___ Document excerpt ___

Unlike visible and infrared light, THz radiation can penetrate certain organic materials such as skin, plastics, textile and paper. Due to low photon energy, it doesn’t cause damage associated with ionizing radiation (e. g. X-rays). THz radiation cannot penetrate metals. These features of the radiation can be utilized for in-situ production monitoring (for example, in pharmaceutics), product quality control and THz imaging. It is also of great interest for other applications such as security control, packaging inspection, semiconductor characterization, chemical composition analysis and biochemical studies.

Traditional material for THz applications is the High Resistivity Float Zone Silicon (HRFZ-Si) as it is the most studied substance that is transparent in this range. Alongside this material, we have studied others that we considered promising for THz applications.

Below you can see transmission spectra and other characteristics of materials we use for THz optics production. Measurements in far IR and millimeter regions were made with FT spectrometers ABB Bomem DA3 and Bruker IFS 125HR (measure of inaccuracy is 2-3% below 100 µm and 4-5% over 100 µm). Measurements in visible and near infrared range were made using Perkin Elmer “Lambda-9” spectrophotometer (measure of inaccuracy < 0.5%).

1. Crystals

Crystals such as silicon, crystal quartz, and sapphire play an important role for THz applications.

1.1 High Resistivity Float Zone Silicon (HRFZ-Si)

Besides synthetic diamond, high resistivity silicon is the only isotropic crystalline material suitable for the extremely wide wavelength range, from NIR (1.2 µm) to millimeter (1000 µm) and more. Compared to diamond, it is much cheaper to grow and machine. Moreover, it may be produced in considerably larger dimensions, allowing production of wider variety of optical parts. Silicon is one of the most workable materials suitable for manufacture of components for the fast evolving field of terahertz photonics.

For THz components we use High Resistivity Float Zone Silicon maintaining 50-54% transmission between 50 and 1000 µm (and for longer wavelengths up to 8000 microns).

HRFZ-Si has low losses in THz range. Fig. 2 shows that the waveform of a THz signal passing through air is identical to the waveform of signal passing through high-resistivity silicon. It indicates the lack of absorption in silicon.

 Transmittance and reflectance of HRFZ-Si 5.0 mm-thick sample in THz range.

Fig. 1. Transmittance and reflectance of high-resistivity silicon. THz range.

___

### [Task goal]
Continue the text on terahertz optics materials from its final sentence.

___ Dataset section ___

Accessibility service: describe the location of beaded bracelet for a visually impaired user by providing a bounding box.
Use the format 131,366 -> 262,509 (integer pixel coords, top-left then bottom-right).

___

### [Exercise result]
The THz signals transmitted through air and HRFZ-Si.

Fig. 2. THz signals passing through air and high-resistivity silicon (*).

The complex dielectric permittivity of silicon depends on its conductivity, i.e. free carrier concentration. Figure 3 shows the dielectric permittivity of silicon at 1 THz vs impurity content. For low impurity concentration the dielectric permittivity has a real value, and is equivalent to high frequency dielectric permittivity. As the impurity content grows, the real part of the dielectric constant becomes negative, and its imaginary part is no longer negligible.

 Real and imaginary part of dielectric permittivity

Fig. 3. Real (solid line, ε1) and imaginary (dotted line, ε2) part of dielectric permittivity of n-type silicon with different impurity concentration at 1 THz(**).

Due to this, THz losses in silicon grow. Loss tangent can be calculated using the following formula: tanδ=1/(ω*εv0*R), where ω - circular frequency, εv - dielectric constant of vacuum (8.85*10-12 F/m), ε0 - dielectric constant of silicon (11.67), and R - specific resistance. For example, loss tangent of HRFZ-Si with resistivity 10 kOhm*cm at 1 THz is 1.54*10-5.

For more information about general properties of silicon, as well as transmission spectra in near and middle IR regions, refer to the chapter Silicon.

1.2 Crystal quartz

One of the best materials for wavelengths above 50 µm is a z-cut crystal quartz. The z-cut crystal quartz windows demonstrate the following important properties:

  • They’re transparent in the visible range, making it easy to adjust the optical system by means of HeNe laser;
  • They do not affect linear polarization of the beam;
  • They can be cooled below the λ-point of liquid helium.
    Transmission and reflection of crystal quartz

Fig.  4. Transmittance  of 1 mm-thick crystal quartz sample.

Due to relatively high dispersion (see table below) crystal quartz lenses will have different focal lengths in visible and THz ranges. This should be taken into account if such lenses are used to adjust optical systems.

λ, µm no ne
0.589 1.544 1.553
6.0 1.32 1.33
10.0 2.663 2.571
30.0 2.5 2.959
100.0 2.132 2.176
200.0 2.117 2.159
333.3 2.113 2.156

Crystal quartz is birefringent. This must be considered if the polarization of light is critical for your application. We use x-cut material for λ/2 and λ/4 waveplates operating at THz frequencies.

For more information about general properties of crystal quartz, as well as transmission spectra in UV and visible regions, refer to the chapter Synthetic Crystal Quartz.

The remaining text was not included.